Problem to solve:
Set down exactly the lines from the one containing "Where is the tree?" through the end of the records below, both included, and nothing else.

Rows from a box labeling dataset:
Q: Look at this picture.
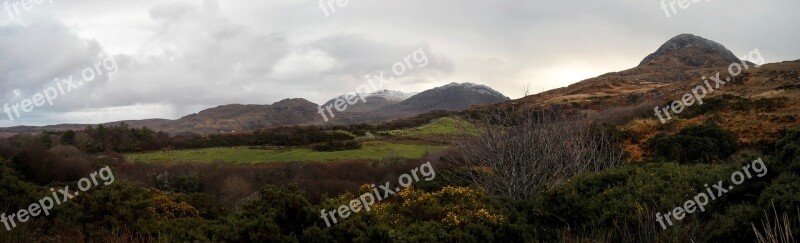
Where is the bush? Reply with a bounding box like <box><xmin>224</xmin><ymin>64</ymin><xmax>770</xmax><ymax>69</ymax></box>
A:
<box><xmin>647</xmin><ymin>124</ymin><xmax>739</xmax><ymax>164</ymax></box>
<box><xmin>312</xmin><ymin>141</ymin><xmax>361</xmax><ymax>152</ymax></box>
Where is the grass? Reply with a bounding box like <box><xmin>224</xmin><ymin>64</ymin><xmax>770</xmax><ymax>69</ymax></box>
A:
<box><xmin>386</xmin><ymin>117</ymin><xmax>477</xmax><ymax>137</ymax></box>
<box><xmin>127</xmin><ymin>142</ymin><xmax>446</xmax><ymax>164</ymax></box>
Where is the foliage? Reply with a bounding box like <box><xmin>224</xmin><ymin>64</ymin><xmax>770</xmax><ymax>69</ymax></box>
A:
<box><xmin>647</xmin><ymin>124</ymin><xmax>738</xmax><ymax>163</ymax></box>
<box><xmin>312</xmin><ymin>141</ymin><xmax>361</xmax><ymax>152</ymax></box>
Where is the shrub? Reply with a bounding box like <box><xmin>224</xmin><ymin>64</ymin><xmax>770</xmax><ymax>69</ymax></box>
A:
<box><xmin>312</xmin><ymin>141</ymin><xmax>361</xmax><ymax>152</ymax></box>
<box><xmin>647</xmin><ymin>124</ymin><xmax>739</xmax><ymax>163</ymax></box>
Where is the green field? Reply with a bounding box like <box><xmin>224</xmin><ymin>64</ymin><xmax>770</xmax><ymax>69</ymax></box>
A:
<box><xmin>386</xmin><ymin>117</ymin><xmax>477</xmax><ymax>137</ymax></box>
<box><xmin>126</xmin><ymin>142</ymin><xmax>446</xmax><ymax>163</ymax></box>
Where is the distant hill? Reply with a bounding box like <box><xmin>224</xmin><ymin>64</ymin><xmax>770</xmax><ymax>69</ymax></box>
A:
<box><xmin>0</xmin><ymin>83</ymin><xmax>508</xmax><ymax>133</ymax></box>
<box><xmin>471</xmin><ymin>34</ymin><xmax>800</xmax><ymax>159</ymax></box>
<box><xmin>381</xmin><ymin>83</ymin><xmax>509</xmax><ymax>113</ymax></box>
<box><xmin>332</xmin><ymin>83</ymin><xmax>509</xmax><ymax>124</ymax></box>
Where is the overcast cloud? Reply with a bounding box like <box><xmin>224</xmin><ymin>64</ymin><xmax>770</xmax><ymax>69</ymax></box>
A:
<box><xmin>0</xmin><ymin>0</ymin><xmax>800</xmax><ymax>127</ymax></box>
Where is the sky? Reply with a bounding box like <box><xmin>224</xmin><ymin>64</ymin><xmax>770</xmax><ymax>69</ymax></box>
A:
<box><xmin>0</xmin><ymin>0</ymin><xmax>800</xmax><ymax>127</ymax></box>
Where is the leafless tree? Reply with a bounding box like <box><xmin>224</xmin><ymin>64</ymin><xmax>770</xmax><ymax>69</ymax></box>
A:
<box><xmin>447</xmin><ymin>110</ymin><xmax>625</xmax><ymax>199</ymax></box>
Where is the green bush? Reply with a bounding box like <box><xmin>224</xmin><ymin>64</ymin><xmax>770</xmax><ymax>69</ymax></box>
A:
<box><xmin>647</xmin><ymin>124</ymin><xmax>739</xmax><ymax>164</ymax></box>
<box><xmin>312</xmin><ymin>141</ymin><xmax>361</xmax><ymax>152</ymax></box>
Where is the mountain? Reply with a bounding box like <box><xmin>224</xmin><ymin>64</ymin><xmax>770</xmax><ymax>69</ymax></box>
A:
<box><xmin>322</xmin><ymin>90</ymin><xmax>418</xmax><ymax>113</ymax></box>
<box><xmin>325</xmin><ymin>83</ymin><xmax>509</xmax><ymax>124</ymax></box>
<box><xmin>471</xmin><ymin>34</ymin><xmax>800</xmax><ymax>156</ymax></box>
<box><xmin>168</xmin><ymin>99</ymin><xmax>319</xmax><ymax>133</ymax></box>
<box><xmin>0</xmin><ymin>83</ymin><xmax>508</xmax><ymax>136</ymax></box>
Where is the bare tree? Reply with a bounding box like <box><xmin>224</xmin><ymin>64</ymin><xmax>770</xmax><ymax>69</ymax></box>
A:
<box><xmin>448</xmin><ymin>110</ymin><xmax>625</xmax><ymax>199</ymax></box>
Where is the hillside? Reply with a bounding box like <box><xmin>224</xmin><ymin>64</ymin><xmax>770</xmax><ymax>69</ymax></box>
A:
<box><xmin>473</xmin><ymin>35</ymin><xmax>800</xmax><ymax>159</ymax></box>
<box><xmin>0</xmin><ymin>83</ymin><xmax>508</xmax><ymax>136</ymax></box>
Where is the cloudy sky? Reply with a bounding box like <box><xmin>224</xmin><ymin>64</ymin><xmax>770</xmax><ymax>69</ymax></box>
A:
<box><xmin>0</xmin><ymin>0</ymin><xmax>800</xmax><ymax>127</ymax></box>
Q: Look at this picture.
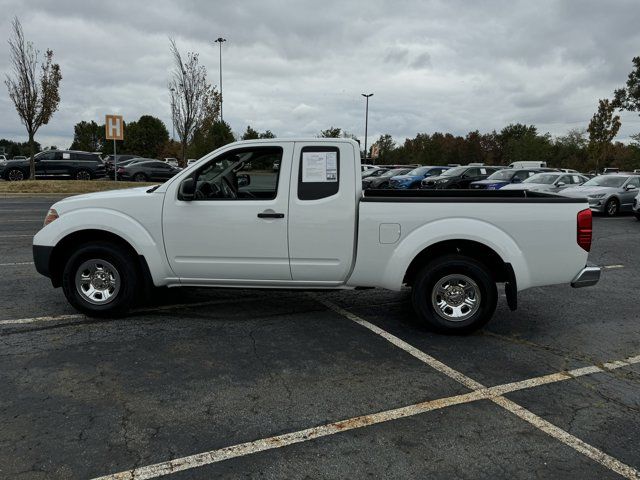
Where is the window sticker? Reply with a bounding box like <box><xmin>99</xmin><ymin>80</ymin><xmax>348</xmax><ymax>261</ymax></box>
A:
<box><xmin>302</xmin><ymin>152</ymin><xmax>338</xmax><ymax>183</ymax></box>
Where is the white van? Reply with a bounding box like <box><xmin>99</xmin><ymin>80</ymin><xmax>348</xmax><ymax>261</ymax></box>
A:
<box><xmin>509</xmin><ymin>162</ymin><xmax>547</xmax><ymax>168</ymax></box>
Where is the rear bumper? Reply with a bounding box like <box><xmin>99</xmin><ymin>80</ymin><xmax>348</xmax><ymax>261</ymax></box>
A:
<box><xmin>33</xmin><ymin>245</ymin><xmax>53</xmax><ymax>278</ymax></box>
<box><xmin>571</xmin><ymin>266</ymin><xmax>602</xmax><ymax>288</ymax></box>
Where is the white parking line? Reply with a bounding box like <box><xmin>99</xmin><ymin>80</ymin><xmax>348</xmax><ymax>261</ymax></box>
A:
<box><xmin>94</xmin><ymin>348</ymin><xmax>640</xmax><ymax>480</ymax></box>
<box><xmin>316</xmin><ymin>294</ymin><xmax>640</xmax><ymax>479</ymax></box>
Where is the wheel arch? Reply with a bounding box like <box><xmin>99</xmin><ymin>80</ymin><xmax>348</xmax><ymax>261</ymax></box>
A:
<box><xmin>49</xmin><ymin>229</ymin><xmax>153</xmax><ymax>287</ymax></box>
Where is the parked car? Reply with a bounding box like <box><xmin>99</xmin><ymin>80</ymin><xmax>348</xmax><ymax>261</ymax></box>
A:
<box><xmin>420</xmin><ymin>165</ymin><xmax>504</xmax><ymax>189</ymax></box>
<box><xmin>389</xmin><ymin>166</ymin><xmax>449</xmax><ymax>189</ymax></box>
<box><xmin>0</xmin><ymin>150</ymin><xmax>105</xmax><ymax>181</ymax></box>
<box><xmin>107</xmin><ymin>157</ymin><xmax>153</xmax><ymax>180</ymax></box>
<box><xmin>469</xmin><ymin>168</ymin><xmax>542</xmax><ymax>190</ymax></box>
<box><xmin>103</xmin><ymin>155</ymin><xmax>140</xmax><ymax>178</ymax></box>
<box><xmin>509</xmin><ymin>161</ymin><xmax>547</xmax><ymax>168</ymax></box>
<box><xmin>502</xmin><ymin>172</ymin><xmax>589</xmax><ymax>193</ymax></box>
<box><xmin>118</xmin><ymin>160</ymin><xmax>182</xmax><ymax>182</ymax></box>
<box><xmin>362</xmin><ymin>168</ymin><xmax>390</xmax><ymax>178</ymax></box>
<box><xmin>362</xmin><ymin>167</ymin><xmax>412</xmax><ymax>190</ymax></box>
<box><xmin>562</xmin><ymin>173</ymin><xmax>640</xmax><ymax>217</ymax></box>
<box><xmin>33</xmin><ymin>138</ymin><xmax>600</xmax><ymax>333</ymax></box>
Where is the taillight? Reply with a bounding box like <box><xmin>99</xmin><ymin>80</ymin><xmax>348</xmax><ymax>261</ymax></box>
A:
<box><xmin>578</xmin><ymin>208</ymin><xmax>593</xmax><ymax>252</ymax></box>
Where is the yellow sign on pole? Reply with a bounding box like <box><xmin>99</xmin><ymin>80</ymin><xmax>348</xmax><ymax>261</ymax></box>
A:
<box><xmin>104</xmin><ymin>115</ymin><xmax>124</xmax><ymax>140</ymax></box>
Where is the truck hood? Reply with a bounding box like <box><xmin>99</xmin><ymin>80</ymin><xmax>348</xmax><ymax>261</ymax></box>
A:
<box><xmin>53</xmin><ymin>186</ymin><xmax>164</xmax><ymax>214</ymax></box>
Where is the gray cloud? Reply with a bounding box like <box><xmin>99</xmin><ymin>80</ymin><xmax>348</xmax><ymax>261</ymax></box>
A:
<box><xmin>0</xmin><ymin>0</ymin><xmax>640</xmax><ymax>150</ymax></box>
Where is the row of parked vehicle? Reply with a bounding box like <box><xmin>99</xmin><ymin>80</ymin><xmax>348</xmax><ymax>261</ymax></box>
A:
<box><xmin>362</xmin><ymin>165</ymin><xmax>640</xmax><ymax>220</ymax></box>
<box><xmin>0</xmin><ymin>150</ymin><xmax>185</xmax><ymax>182</ymax></box>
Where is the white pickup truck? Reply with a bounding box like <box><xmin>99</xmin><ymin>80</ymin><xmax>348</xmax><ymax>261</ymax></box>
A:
<box><xmin>33</xmin><ymin>139</ymin><xmax>600</xmax><ymax>333</ymax></box>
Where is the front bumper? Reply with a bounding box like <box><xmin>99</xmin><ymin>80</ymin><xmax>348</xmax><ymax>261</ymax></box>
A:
<box><xmin>571</xmin><ymin>265</ymin><xmax>602</xmax><ymax>288</ymax></box>
<box><xmin>33</xmin><ymin>245</ymin><xmax>53</xmax><ymax>278</ymax></box>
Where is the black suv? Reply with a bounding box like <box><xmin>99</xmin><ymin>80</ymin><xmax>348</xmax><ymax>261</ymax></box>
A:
<box><xmin>0</xmin><ymin>150</ymin><xmax>105</xmax><ymax>180</ymax></box>
<box><xmin>420</xmin><ymin>165</ymin><xmax>504</xmax><ymax>189</ymax></box>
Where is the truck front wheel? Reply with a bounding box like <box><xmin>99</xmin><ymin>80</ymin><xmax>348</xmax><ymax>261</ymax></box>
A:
<box><xmin>62</xmin><ymin>242</ymin><xmax>140</xmax><ymax>317</ymax></box>
<box><xmin>412</xmin><ymin>255</ymin><xmax>498</xmax><ymax>334</ymax></box>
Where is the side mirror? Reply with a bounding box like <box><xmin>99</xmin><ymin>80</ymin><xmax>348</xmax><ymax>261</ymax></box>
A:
<box><xmin>178</xmin><ymin>177</ymin><xmax>196</xmax><ymax>202</ymax></box>
<box><xmin>236</xmin><ymin>173</ymin><xmax>251</xmax><ymax>188</ymax></box>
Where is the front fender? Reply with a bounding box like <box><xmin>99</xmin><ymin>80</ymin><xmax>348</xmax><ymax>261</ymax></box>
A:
<box><xmin>383</xmin><ymin>218</ymin><xmax>531</xmax><ymax>290</ymax></box>
<box><xmin>33</xmin><ymin>208</ymin><xmax>175</xmax><ymax>286</ymax></box>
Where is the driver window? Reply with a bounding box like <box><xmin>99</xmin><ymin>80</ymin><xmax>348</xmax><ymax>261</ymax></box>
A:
<box><xmin>190</xmin><ymin>147</ymin><xmax>282</xmax><ymax>200</ymax></box>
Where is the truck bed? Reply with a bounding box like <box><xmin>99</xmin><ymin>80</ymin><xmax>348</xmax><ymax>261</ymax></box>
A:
<box><xmin>362</xmin><ymin>189</ymin><xmax>586</xmax><ymax>203</ymax></box>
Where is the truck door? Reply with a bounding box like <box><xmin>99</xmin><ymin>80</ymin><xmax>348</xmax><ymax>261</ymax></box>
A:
<box><xmin>162</xmin><ymin>142</ymin><xmax>293</xmax><ymax>285</ymax></box>
<box><xmin>289</xmin><ymin>141</ymin><xmax>360</xmax><ymax>286</ymax></box>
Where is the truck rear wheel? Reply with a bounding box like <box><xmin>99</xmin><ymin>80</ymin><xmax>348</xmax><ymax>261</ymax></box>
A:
<box><xmin>62</xmin><ymin>242</ymin><xmax>140</xmax><ymax>317</ymax></box>
<box><xmin>412</xmin><ymin>255</ymin><xmax>498</xmax><ymax>334</ymax></box>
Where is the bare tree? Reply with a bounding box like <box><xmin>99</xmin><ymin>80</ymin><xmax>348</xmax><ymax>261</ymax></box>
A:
<box><xmin>169</xmin><ymin>38</ymin><xmax>220</xmax><ymax>166</ymax></box>
<box><xmin>4</xmin><ymin>17</ymin><xmax>62</xmax><ymax>179</ymax></box>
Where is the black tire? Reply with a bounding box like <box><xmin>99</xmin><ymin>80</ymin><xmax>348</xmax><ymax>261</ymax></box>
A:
<box><xmin>4</xmin><ymin>168</ymin><xmax>29</xmax><ymax>182</ymax></box>
<box><xmin>411</xmin><ymin>254</ymin><xmax>498</xmax><ymax>335</ymax></box>
<box><xmin>76</xmin><ymin>170</ymin><xmax>93</xmax><ymax>180</ymax></box>
<box><xmin>604</xmin><ymin>198</ymin><xmax>620</xmax><ymax>217</ymax></box>
<box><xmin>62</xmin><ymin>242</ymin><xmax>141</xmax><ymax>317</ymax></box>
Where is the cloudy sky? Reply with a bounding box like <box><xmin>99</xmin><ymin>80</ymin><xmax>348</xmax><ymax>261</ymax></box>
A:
<box><xmin>0</xmin><ymin>0</ymin><xmax>640</xmax><ymax>147</ymax></box>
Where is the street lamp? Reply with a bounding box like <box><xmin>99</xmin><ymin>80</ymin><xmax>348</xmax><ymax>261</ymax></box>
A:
<box><xmin>360</xmin><ymin>93</ymin><xmax>373</xmax><ymax>162</ymax></box>
<box><xmin>214</xmin><ymin>37</ymin><xmax>227</xmax><ymax>122</ymax></box>
<box><xmin>169</xmin><ymin>87</ymin><xmax>176</xmax><ymax>142</ymax></box>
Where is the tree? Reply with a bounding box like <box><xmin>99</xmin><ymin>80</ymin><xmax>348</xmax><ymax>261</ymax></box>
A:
<box><xmin>169</xmin><ymin>39</ymin><xmax>220</xmax><ymax>166</ymax></box>
<box><xmin>587</xmin><ymin>99</ymin><xmax>621</xmax><ymax>173</ymax></box>
<box><xmin>4</xmin><ymin>17</ymin><xmax>62</xmax><ymax>179</ymax></box>
<box><xmin>369</xmin><ymin>133</ymin><xmax>396</xmax><ymax>164</ymax></box>
<box><xmin>320</xmin><ymin>127</ymin><xmax>342</xmax><ymax>138</ymax></box>
<box><xmin>123</xmin><ymin>115</ymin><xmax>169</xmax><ymax>158</ymax></box>
<box><xmin>242</xmin><ymin>125</ymin><xmax>260</xmax><ymax>140</ymax></box>
<box><xmin>71</xmin><ymin>120</ymin><xmax>104</xmax><ymax>152</ymax></box>
<box><xmin>189</xmin><ymin>120</ymin><xmax>236</xmax><ymax>158</ymax></box>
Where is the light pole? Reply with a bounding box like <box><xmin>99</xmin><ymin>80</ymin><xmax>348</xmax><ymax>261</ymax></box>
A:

Full answer:
Where is the tree? Reply with a bounding box like <box><xmin>99</xmin><ymin>80</ymin><xmax>348</xmax><ymax>261</ymax></box>
A:
<box><xmin>169</xmin><ymin>39</ymin><xmax>220</xmax><ymax>166</ymax></box>
<box><xmin>587</xmin><ymin>99</ymin><xmax>621</xmax><ymax>173</ymax></box>
<box><xmin>4</xmin><ymin>17</ymin><xmax>62</xmax><ymax>179</ymax></box>
<box><xmin>369</xmin><ymin>133</ymin><xmax>396</xmax><ymax>164</ymax></box>
<box><xmin>320</xmin><ymin>127</ymin><xmax>342</xmax><ymax>138</ymax></box>
<box><xmin>123</xmin><ymin>115</ymin><xmax>169</xmax><ymax>158</ymax></box>
<box><xmin>242</xmin><ymin>125</ymin><xmax>260</xmax><ymax>140</ymax></box>
<box><xmin>71</xmin><ymin>120</ymin><xmax>104</xmax><ymax>152</ymax></box>
<box><xmin>189</xmin><ymin>120</ymin><xmax>236</xmax><ymax>158</ymax></box>
Where is the light pole? Reply with a bounding box like <box><xmin>99</xmin><ymin>80</ymin><xmax>348</xmax><ymax>261</ymax></box>
A:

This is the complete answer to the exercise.